### Что сделать:
#1 Как зовут обеих женщин героя в статье о романе «Две строчки времени»?
#2 Напишите продолжение статьи о романе «Две строчки времени», начиная сразу после её последнего предложения.

### Фрагмент статьи:
┏━━

“Всякая благородная личность глубоко осознает свои кровные связи с отечеством” (В. Г. Белинский)

“Всякая благородная личность глубоко осознает свои кровные связи с отечеством” (В. Г. Белинский)

Название романа Л. Ржевского “Две строчки времени” в каком-то смысле слова является определяющим. Две строки – две линии – два образных ряда. Между ними нет параллелизма, скорее здесь имеет место сложнейший музыкальный перебор аккордов: строчки-линии ведут две разные темы, перевивая их в психологически многомерную ткань повествования. Герой одновременно живет в прошлом и настоящем, причем прошлое отнюдь не эфемерно, а

подчас более реально, нежели кажущееся иногда фантастическим и иллюзорным настоящее. Прошлое – Россия, настоящее – Америка. Два времени персонифицируются в образе двух женщин. У них одинаковое имя: Ия. Оно звучит как оторванное ветром окончание прекрасного слова: Россия, с которым оно так органично рифмуется.
Обе женщины героя очень разные сами по себе и в чем-то бесконечно родные друг другу: словно их сближает какая-то тайная ментальная наследственность. Сближает их и то, что герой теряет их обеих: любовь в нашем веке отмечена печатью экзистенциальной непрочности, призрачности.
“Две строчки времени” – роман о любви. О любви пронзительно чистой и трагической. Роману присущ лиризм большой поэзии, это, по сути, поэма в прозе, причем двухголосная поэма. Две Ии через бездну времени и смерти ведут неявный диалог друг с другом. В чем-то они могут найти согласие, несмотря на внешнюю противоположность их судеб и характеров. Тонкий эротизм описания передает с поразительной точностью как прелесть двух женских образов, так и разительный контраст в их отношении к жизни. Первая, далекая Ия – Юта – осталась для героя образцом целомудрия, верности долгу, врожденному благородству и непорочности. Грязь окружающей действительности, не будучи в состоянии замарать, оказывается в состоянии лишь уничтожить, убить физически. Однако для героя она по-прежнему жива, он ведет с ней постоянный диалог-исповедь. В этом образе страдания и непорочности прослеживается образ христианской святыни – Богородицы всемилостивой и всепрощающей.

┗━━

### Исходные записи:

┏━━

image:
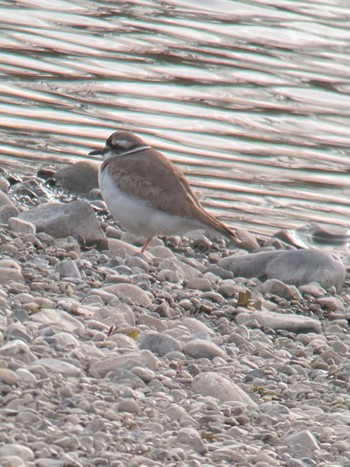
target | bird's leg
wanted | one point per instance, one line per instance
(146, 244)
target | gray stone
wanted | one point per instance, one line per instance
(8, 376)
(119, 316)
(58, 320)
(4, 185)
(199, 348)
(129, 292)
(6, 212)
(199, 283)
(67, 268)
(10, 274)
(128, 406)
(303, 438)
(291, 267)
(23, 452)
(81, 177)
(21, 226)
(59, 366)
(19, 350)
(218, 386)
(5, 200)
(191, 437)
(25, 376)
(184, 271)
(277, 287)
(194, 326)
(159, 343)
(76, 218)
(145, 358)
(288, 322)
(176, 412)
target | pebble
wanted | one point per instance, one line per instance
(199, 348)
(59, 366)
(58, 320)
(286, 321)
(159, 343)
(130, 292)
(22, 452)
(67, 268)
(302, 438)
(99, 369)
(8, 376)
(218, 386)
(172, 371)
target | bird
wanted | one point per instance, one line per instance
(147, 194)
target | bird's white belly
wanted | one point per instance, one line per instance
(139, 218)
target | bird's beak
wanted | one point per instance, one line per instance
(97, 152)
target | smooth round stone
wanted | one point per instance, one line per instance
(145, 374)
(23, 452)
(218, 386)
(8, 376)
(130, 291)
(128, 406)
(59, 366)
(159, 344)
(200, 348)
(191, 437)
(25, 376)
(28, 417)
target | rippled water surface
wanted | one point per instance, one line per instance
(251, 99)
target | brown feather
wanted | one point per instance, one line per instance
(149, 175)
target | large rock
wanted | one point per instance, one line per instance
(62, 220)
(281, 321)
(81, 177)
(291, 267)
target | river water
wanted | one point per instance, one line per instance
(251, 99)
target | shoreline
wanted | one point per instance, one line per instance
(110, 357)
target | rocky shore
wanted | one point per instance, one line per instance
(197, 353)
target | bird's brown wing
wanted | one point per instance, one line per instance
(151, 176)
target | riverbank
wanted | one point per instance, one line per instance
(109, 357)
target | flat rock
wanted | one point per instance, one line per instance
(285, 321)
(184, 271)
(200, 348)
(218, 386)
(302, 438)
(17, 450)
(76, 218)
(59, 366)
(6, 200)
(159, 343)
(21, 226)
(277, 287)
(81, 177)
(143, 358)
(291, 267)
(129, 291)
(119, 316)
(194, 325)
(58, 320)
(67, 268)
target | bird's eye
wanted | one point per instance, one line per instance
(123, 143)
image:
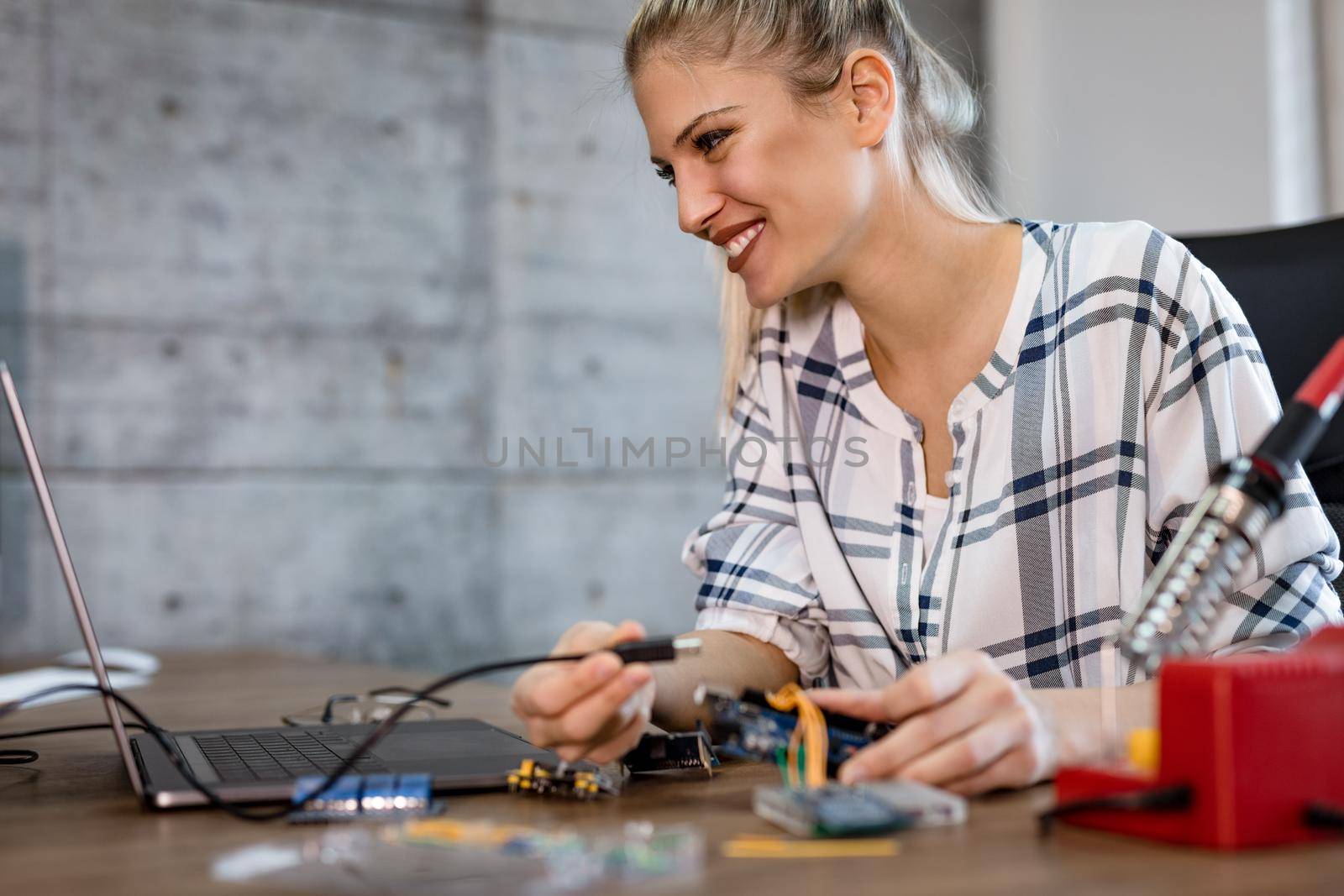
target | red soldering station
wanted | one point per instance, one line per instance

┗━━

### Ответы:
#1 Обеих женщин зовут Ия.

#2
Вторая Ия, хиппи-интеллектуалка, несущаяся по жизни в красном кабриолете, ведет с героем странный и никому не нужный спор насчет его устаревшей морали, отживших идеалов. При этом она полностью погружается в глубокое сильное чувство к нему, которое ей не удается замаскировать даже вычурной сексуальностью. Она свободна и гармонична, а в гармонии, по Ржевскому, и живет образ Бога. Она не в силах признаться, что любит героя, это привело бы к ломке внешнего конфликта отживших принципов и новой свободы морали, то есть свело бы на нет ее нравственную догматику. Кульминация романа обнажает ее метания, ее поиск неизвестно чего. Она хочет любить, но не дает себе права принадлежать. Появившись в жизни героя в яркий солнечный день на красном жуке, она уплывает от него на темном пароходе. Идет дождь. Ее душа мечется, а руки исколоты. Когда в конце романа герой видит образ под черным дождевиком, похожий на нее (может быть, и только образ…), и подает в узкую ладошку долларовую банкноту – это и есть конец. Она вечно будет метаться, а он всегда будет ее искать. Она вечно будет просить о чем-то, а он будет давать ей не то, что она ищет. Его же судьба – искать навсегда потерянный, далекий и противоречивый образ Родины в образе любящего существа, к которому можно вернуться.
В ткань романа тонко вмонтирован еще один диалог. Это диалог стилистики, право отражения мира. Иван Бунин как бы противостоит – разумеется, неявно, в глубинах подтекста – Владимиру Набокову. В творчество обоих писателей властно вошел эротизм. Сколь различно, однако, этот термин преломился в творчестве Бунина и Набокова! Вспомним, как мощно и ярко тема страсти прозвучала в бунинских “Темных аллеях” и как она утончилась, изощрилась, где-то даже изломалась в набоковской “Лолите”. Два эти произведения – “Темные аллеи” и “Лолита” – тоже задают роману двуполюсность, как если бы это были не книги, а живые персонажи. Леонид Ржевский – писатель-филолог, поэтому в его прозу на правах героев, деталей, сюжетных поворотов могут входить филологические реалии. Отсюда и чисто структурное своеобразие этой прозы, и ее насыщенность культурно-историческим контекстом. В глубинном споре Бунина и Набокова Леонид Ржевский тяготеет к бунинской традиции… Недаром герой и Ия переводят с русского бунинские “Темные аллеи”.
Ностальгия, тоска по Родине, невероятно тонко отражается в прозе Леонида Ржевского. Уже то, что для него Родина предстает как далекий, неуловимый и желанный образ любимой женщины, не оставляет читателя равнодушным. Родина, изгнание, одиночество и истинная, прощающая и благословляющая любовь переплетаются в его романе, придавая ему нескончаемую прелесть.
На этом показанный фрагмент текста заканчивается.